## START
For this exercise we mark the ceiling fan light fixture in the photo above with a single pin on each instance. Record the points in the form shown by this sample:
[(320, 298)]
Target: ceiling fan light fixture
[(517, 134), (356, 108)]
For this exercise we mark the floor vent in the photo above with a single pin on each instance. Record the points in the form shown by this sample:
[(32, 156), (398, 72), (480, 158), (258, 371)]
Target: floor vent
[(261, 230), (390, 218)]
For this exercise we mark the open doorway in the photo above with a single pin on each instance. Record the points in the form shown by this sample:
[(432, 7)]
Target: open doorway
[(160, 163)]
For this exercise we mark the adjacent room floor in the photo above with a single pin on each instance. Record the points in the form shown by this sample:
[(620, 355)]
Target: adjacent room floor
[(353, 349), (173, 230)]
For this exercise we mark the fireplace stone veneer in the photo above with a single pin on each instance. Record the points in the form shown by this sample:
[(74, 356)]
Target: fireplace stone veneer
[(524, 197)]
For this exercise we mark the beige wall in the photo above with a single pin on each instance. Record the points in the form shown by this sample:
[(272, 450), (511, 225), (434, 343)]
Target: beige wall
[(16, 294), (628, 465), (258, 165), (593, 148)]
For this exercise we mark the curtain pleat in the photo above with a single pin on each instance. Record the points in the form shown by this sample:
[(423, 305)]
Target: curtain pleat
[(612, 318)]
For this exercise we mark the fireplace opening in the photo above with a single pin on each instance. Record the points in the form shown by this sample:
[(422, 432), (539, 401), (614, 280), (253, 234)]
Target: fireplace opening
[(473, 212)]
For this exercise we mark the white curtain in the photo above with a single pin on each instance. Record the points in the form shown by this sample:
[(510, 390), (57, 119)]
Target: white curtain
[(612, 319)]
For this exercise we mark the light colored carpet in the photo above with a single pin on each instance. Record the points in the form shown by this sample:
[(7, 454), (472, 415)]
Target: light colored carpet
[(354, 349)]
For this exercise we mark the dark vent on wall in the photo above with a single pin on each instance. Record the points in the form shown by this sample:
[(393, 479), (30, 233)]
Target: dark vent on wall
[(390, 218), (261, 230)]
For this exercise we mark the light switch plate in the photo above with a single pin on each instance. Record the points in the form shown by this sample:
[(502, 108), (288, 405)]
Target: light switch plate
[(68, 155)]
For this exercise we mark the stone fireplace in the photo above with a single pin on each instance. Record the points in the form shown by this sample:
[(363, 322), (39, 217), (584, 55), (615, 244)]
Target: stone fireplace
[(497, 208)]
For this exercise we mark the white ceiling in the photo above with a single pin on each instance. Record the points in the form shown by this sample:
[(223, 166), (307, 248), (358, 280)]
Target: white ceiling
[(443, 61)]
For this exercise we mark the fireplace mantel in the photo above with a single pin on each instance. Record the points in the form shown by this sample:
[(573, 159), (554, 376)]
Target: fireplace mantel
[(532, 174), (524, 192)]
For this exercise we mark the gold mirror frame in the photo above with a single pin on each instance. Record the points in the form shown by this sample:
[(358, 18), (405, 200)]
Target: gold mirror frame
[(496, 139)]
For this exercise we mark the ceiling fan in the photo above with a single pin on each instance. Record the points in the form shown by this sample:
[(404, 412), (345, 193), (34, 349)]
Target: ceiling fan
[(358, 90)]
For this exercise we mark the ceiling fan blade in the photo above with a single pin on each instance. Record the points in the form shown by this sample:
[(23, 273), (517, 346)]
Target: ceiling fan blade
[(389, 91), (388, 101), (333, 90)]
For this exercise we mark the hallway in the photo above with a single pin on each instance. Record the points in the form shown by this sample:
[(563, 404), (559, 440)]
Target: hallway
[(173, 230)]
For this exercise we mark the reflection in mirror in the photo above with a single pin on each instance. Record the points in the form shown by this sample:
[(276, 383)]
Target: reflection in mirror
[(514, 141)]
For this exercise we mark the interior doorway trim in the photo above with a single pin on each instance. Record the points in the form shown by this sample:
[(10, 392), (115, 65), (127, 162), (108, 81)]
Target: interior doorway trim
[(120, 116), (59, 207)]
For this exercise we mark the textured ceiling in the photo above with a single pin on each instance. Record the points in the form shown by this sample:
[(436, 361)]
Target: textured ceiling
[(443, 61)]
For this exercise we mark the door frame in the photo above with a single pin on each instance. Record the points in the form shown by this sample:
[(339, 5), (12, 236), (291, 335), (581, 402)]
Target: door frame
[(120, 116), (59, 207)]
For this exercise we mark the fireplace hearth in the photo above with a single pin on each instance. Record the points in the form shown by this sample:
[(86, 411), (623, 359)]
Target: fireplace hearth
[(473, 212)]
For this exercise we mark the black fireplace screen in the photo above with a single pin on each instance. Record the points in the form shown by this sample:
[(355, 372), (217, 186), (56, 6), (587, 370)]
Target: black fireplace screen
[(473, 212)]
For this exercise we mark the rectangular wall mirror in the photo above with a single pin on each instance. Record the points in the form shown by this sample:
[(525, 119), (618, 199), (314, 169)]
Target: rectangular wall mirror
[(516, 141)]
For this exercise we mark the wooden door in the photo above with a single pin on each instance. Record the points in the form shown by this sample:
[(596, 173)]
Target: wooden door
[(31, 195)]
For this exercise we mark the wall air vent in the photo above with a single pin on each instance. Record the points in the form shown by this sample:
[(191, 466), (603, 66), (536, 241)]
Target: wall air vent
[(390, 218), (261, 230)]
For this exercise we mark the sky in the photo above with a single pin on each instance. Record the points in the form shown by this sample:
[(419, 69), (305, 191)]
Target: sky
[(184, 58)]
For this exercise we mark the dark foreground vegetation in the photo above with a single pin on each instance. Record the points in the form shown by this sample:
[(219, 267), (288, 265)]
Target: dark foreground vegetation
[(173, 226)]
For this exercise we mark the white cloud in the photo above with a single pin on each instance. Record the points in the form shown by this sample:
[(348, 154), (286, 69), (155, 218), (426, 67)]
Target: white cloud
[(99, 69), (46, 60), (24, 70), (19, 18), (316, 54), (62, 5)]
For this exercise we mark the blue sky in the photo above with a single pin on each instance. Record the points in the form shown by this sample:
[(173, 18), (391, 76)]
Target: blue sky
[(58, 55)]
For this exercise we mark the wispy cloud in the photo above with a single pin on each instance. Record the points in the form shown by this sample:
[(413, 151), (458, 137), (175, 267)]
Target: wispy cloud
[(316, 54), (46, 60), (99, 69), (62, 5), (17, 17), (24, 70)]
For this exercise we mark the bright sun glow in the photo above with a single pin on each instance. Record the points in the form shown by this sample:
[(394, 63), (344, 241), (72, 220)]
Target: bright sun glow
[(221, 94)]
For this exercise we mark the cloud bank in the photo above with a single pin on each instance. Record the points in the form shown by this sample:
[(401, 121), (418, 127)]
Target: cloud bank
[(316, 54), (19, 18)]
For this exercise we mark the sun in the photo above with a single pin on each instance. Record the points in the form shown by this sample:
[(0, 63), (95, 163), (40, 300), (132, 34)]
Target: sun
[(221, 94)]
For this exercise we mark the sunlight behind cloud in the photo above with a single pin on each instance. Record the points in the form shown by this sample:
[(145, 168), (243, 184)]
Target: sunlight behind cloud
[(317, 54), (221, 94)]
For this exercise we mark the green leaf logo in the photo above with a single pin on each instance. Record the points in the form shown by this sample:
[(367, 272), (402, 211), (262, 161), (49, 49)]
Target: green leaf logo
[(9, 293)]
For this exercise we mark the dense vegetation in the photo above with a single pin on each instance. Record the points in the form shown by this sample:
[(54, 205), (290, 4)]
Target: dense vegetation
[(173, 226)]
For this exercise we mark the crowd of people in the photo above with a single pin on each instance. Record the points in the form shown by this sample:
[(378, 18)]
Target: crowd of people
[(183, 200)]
## END
What you have to do:
Format the lines above as a JSON list of strings, one string per line, omitting blank lines.

Written reply:
[
  "For this exercise we mark the ceiling fan light fixture in the photo above with a single pin on each instance. Record the points in the form shown by this sample:",
  "[(320, 298)]",
  "Target: ceiling fan light fixture",
  "[(517, 134), (356, 108)]",
  "For this exercise we mark the floor vent in the photo above with a single pin on each instance. Record the points in the form shown by this sample:",
  "[(32, 156), (398, 72), (480, 158), (258, 371)]",
  "Target: floor vent",
  "[(261, 230), (390, 218)]",
  "For this exercise we mark the open doorway in the photo above with a single pin on each instance. Record the points in the form shown by this sample:",
  "[(432, 7)]",
  "Target: open doorway",
  "[(160, 163)]",
  "For this exercise we mark the adjacent room floor in the photo above with a single pin on each instance. Record the points in the form shown by this sample:",
  "[(620, 355)]",
  "Target: adjacent room floor",
  "[(353, 349), (173, 230)]",
  "For this exercise we mark the fireplace stone veneer in the photo above with a single pin on each instance. Record the points in the form shown by this sample:",
  "[(74, 356)]",
  "Target: fireplace stone veneer",
  "[(524, 197)]",
  "For this exercise we mark the beige wall in the photo above with a single pin on each instance. Record the points in the form shown by this sample:",
  "[(272, 450), (511, 225), (434, 343)]",
  "Target: beige wall",
  "[(16, 294), (628, 465), (258, 165), (593, 148)]",
  "For this exercise we mark the curtain pleat in the photo above with a single pin on each instance. Record the points in the form shown by this sample:",
  "[(423, 305)]",
  "Target: curtain pleat",
  "[(612, 318)]",
  "For this exercise we mark the fireplace opening in the photo above with a single pin on each instance. Record the points in the form shown by this sample:",
  "[(422, 432), (539, 401), (614, 280), (253, 234)]",
  "Target: fireplace opening",
  "[(473, 212)]",
  "For this exercise we mark the white curtain in the photo above with a single pin on each instance. Record the points in the form shown by this sample:",
  "[(510, 390), (57, 119)]",
  "Target: white curtain",
  "[(612, 319)]",
  "For this exercise we mark the light colored carpet in the photo above with a single pin on each instance. Record the points in the form shown by this sample:",
  "[(7, 454), (472, 415)]",
  "Target: light colored carpet",
  "[(354, 349)]",
  "For this exercise we mark the dark vent on wall in the photo above with a single pin on each instance. Record the points in the form shown by this sample:",
  "[(393, 479), (30, 233)]",
  "Target: dark vent on wall",
  "[(390, 218), (261, 230)]",
  "For this exercise we mark the light switch plate in the photo above with a single pin on each instance. Record the points in the form shown by this sample:",
  "[(502, 108), (288, 405)]",
  "Target: light switch plate",
  "[(68, 155)]",
  "For this exercise we mark the stone fireplace in the photo above with a single pin on each instance. Record the points in the form shown by this sample:",
  "[(363, 322), (39, 217), (584, 55), (615, 244)]",
  "Target: stone fireplace",
  "[(497, 208)]",
  "For this exercise we mark the white ceiling in the photo above with a single pin on each instance. Record the points in the form shown by this sample:",
  "[(223, 166), (307, 248), (358, 280)]",
  "Target: white ceiling",
  "[(443, 61)]",
  "For this exercise we mark the fireplace mantel in the photo above with a single pin on each instance. Record the points in the form shown by this sample:",
  "[(573, 159), (554, 376)]",
  "Target: fireplace mantel",
  "[(532, 174), (524, 192)]",
  "For this exercise we mark the gold mirror frame in the photo above with a single pin on each instance. Record the points in the form shown by this sample:",
  "[(358, 18), (405, 200)]",
  "Target: gold mirror frame",
  "[(496, 139)]",
  "For this exercise we mark the ceiling fan in the photo above with a single pin on each instance. Record the points in the form shown by this sample:",
  "[(404, 412), (345, 193), (34, 349)]",
  "Target: ceiling fan",
  "[(358, 90)]",
  "For this exercise we mark the ceiling fan blade in the photo above with a single pin on each instance. Record the points in the form shown by this sample:",
  "[(23, 273), (517, 346)]",
  "Target: ceiling fan blade",
  "[(389, 91), (388, 101), (333, 90)]",
  "For this exercise we mark the hallway in the photo above with a single pin on each instance. Record the points in the form shown by this sample:",
  "[(563, 404), (559, 440)]",
  "Target: hallway",
  "[(173, 230)]",
  "For this exercise we mark the reflection in mirror in the photo above with a single pin on each instance. Record the points in the form shown by this sample:",
  "[(276, 383)]",
  "Target: reflection in mirror",
  "[(514, 141)]",
  "For this exercise we mark the interior doorway trim in the photo above with a single pin on each instance. Record the points in the form shown by this sample:",
  "[(10, 392), (115, 65), (127, 162), (108, 81)]",
  "Target: interior doorway trim",
  "[(120, 116), (59, 207)]",
  "For this exercise we mark the textured ceiling in the photo above with a single pin on each instance. Record the points in the form shown by this sample:",
  "[(436, 361)]",
  "Target: textured ceiling",
  "[(443, 61)]",
  "For this exercise we mark the door frame in the photo above with a single pin on each instance. Record the points in the form shown by this sample:",
  "[(339, 5), (12, 236), (291, 335), (581, 402)]",
  "Target: door frame",
  "[(120, 116), (59, 207)]",
  "For this exercise we mark the fireplace hearth in the photo above with a single pin on each instance. Record the points in the form shown by this sample:",
  "[(86, 411), (623, 359)]",
  "Target: fireplace hearth",
  "[(473, 212)]",
  "For this exercise we mark the black fireplace screen in the photo above with a single pin on each instance. Record the points in the form shown by this sample:",
  "[(355, 372), (217, 186), (56, 6), (587, 370)]",
  "Target: black fireplace screen",
  "[(473, 212)]",
  "For this exercise we mark the rectangular wall mirror in the photo above with a single pin on each instance. Record the points in the form shown by this sample:",
  "[(525, 119), (618, 199), (314, 169)]",
  "Target: rectangular wall mirror",
  "[(516, 141)]",
  "For this exercise we mark the wooden door in the photo above with a single pin on each instance. Record the points in the form shown by this sample:",
  "[(596, 173)]",
  "Target: wooden door",
  "[(31, 195)]",
  "For this exercise we mark the wall air vent in the photo above with a single pin on each instance. Record the points in the form shown by this sample:",
  "[(191, 466), (603, 66), (536, 241)]",
  "Target: wall air vent",
  "[(390, 218), (261, 230)]",
  "For this exercise we mark the sky in the photo above with a single pin on each instance. Record the points in the form shown by this sample:",
  "[(419, 69), (305, 191)]",
  "Target: sky",
  "[(184, 58)]",
  "For this exercise we mark the dark foreground vegetation in the photo above with a single pin on each instance. Record the points in the form shown by this sample:",
  "[(219, 267), (288, 265)]",
  "Target: dark foreground vegetation",
  "[(173, 226)]",
  "For this exercise we mark the white cloud in the photo above with a single pin on each instance. Record the points in the form shown by this sample:",
  "[(348, 154), (286, 69), (155, 218), (426, 67)]",
  "Target: white cloud",
  "[(99, 69), (46, 60), (24, 70), (19, 18), (316, 54), (62, 5)]",
  "For this exercise we mark the blue sky in the photo above with a single pin on each instance. Record the points in the form shown by this sample:",
  "[(173, 18), (391, 76)]",
  "Target: blue sky",
  "[(58, 55)]",
  "For this exercise we mark the wispy cloud in the photo above with a single pin on each instance. Record the points in the form shown by this sample:",
  "[(413, 151), (458, 137), (175, 267)]",
  "Target: wispy cloud",
  "[(316, 54), (46, 60), (99, 69), (62, 5), (17, 17), (24, 70)]",
  "For this exercise we mark the bright sun glow in the photo above with a single pin on each instance. Record the points in the form shown by this sample:",
  "[(394, 63), (344, 241), (72, 220)]",
  "Target: bright sun glow",
  "[(221, 94)]",
  "For this exercise we mark the cloud bank in the photo above with a single pin on each instance. Record the points in the form shown by this sample:",
  "[(401, 121), (418, 127)]",
  "Target: cloud bank",
  "[(316, 54), (19, 18)]",
  "For this exercise we mark the sun in the photo above with a single pin on each instance. Record the points in the form shown by this sample:",
  "[(0, 63), (95, 163), (40, 300), (132, 34)]",
  "Target: sun",
  "[(221, 94)]",
  "For this exercise we mark the sunlight behind cloud in the photo above with a single pin on each instance. Record the points in the form shown by this sample:",
  "[(145, 168), (243, 184)]",
  "Target: sunlight behind cloud",
  "[(317, 54), (221, 94)]",
  "For this exercise we mark the green leaf logo in the photo above with a single pin on each instance. Record the points in the form shown by this sample:",
  "[(367, 272), (402, 211), (262, 161), (49, 49)]",
  "Target: green leaf logo",
  "[(9, 293)]",
  "For this exercise we mark the dense vegetation in the photo above with a single pin on each instance. Record the points in the form shown by this sample:",
  "[(54, 205), (290, 4)]",
  "Target: dense vegetation",
  "[(173, 226)]",
  "For this exercise we mark the crowd of people in the photo above with a single pin on each instance. Record the points in the form shown by this sample:",
  "[(378, 18)]",
  "Target: crowd of people",
  "[(183, 200)]"
]